## Questions
1 > From the article on the World Beyond finale, extract the passage starting at "The Walking Dead: World Beyond went" and ending at "Dead's first season.".
2 > According to the article on the World Beyond finale, where was the Primrose team "when it happened"?
3 > Condense the paragraph of the article on the World Beyond finale that begins "The French scientist is soon interrupted" into a short bulleted list that keeps its main facts.

Create a free profile to get unlimited access to exclusive videos, sweepstakes, and more!
Did 'The Walking Dead: World Beyond' series finale reveal the origin of the zombie virus?
The finale featured the return of a character fans haven't seen since Season 1 of The Walking Dead.
The Walking Dead: World Beyond went international in its series finale Sunday night with a potential explanation of where the zombie virus originally came from. Episode 10 (aptly titled "The Last Light") closed out with a mid-credits stinger set in a French lab where a scientist watches video messages from none other than Dr. Edwin Jenner (guest star Noah Emmerich), the CDC pathologist fans last saw way back at the end of The Walking Dead's first season.
"He was making those video reports back in Season 1, so what we saw was a peek into a story that we've been working on for a long time," co-showrunner and Walking Dead brand manager Scott Gimple explained during an interview with Entertainment Weekly. "It has more of a relationship to the greater Walking Dead universe than it does directly to World Beyond. But it's a peek into a story that we will tell. And I'm actually talking definitively."
The French scientist is soon interrupted by a man with a gun and the ensuing conversation carries strong hints that the undead outbreak was manmade. We learn that there were two teams: Primrose and Violet. The Primrose team was at a conference in Toledo, Ohio "when it happened." This surviving doctor being held at gunpoint went on the run, but ultimately came back in the desperate hope that the Primrose individuals had somehow made it back home to finish their work and "end all this."

[Data for grounding objects from natural-language descriptions]
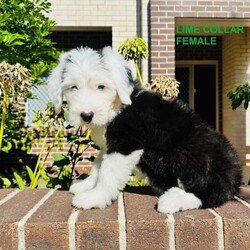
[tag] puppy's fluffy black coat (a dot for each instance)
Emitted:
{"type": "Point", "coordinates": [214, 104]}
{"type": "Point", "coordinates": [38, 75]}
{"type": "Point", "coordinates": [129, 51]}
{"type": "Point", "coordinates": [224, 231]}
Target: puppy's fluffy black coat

## Answers in order
1 >
The Walking Dead: World Beyond went international in its series finale Sunday night with a potential explanation of where the zombie virus originally came from. Episode 10 (aptly titled "The Last Light") closed out with a mid-credits stinger set in a French lab where a scientist watches video messages from none other than Dr. Edwin Jenner (guest star Noah Emmerich), the CDC pathologist fans last saw way back at the end of The Walking Dead's first season.

2 > At a conference in Toledo, Ohio.

3 >
- A man with a gun interrupts the French scientist.
- Their conversation strongly hints that the undead outbreak was manmade.
- There were two teams, Primrose and Violet.
- The Primrose team was at a conference in Toledo, Ohio, "when it happened."
- The doctor held at gunpoint went on the run but came back, hoping the Primrose team had made it home to finish their work and "end all this."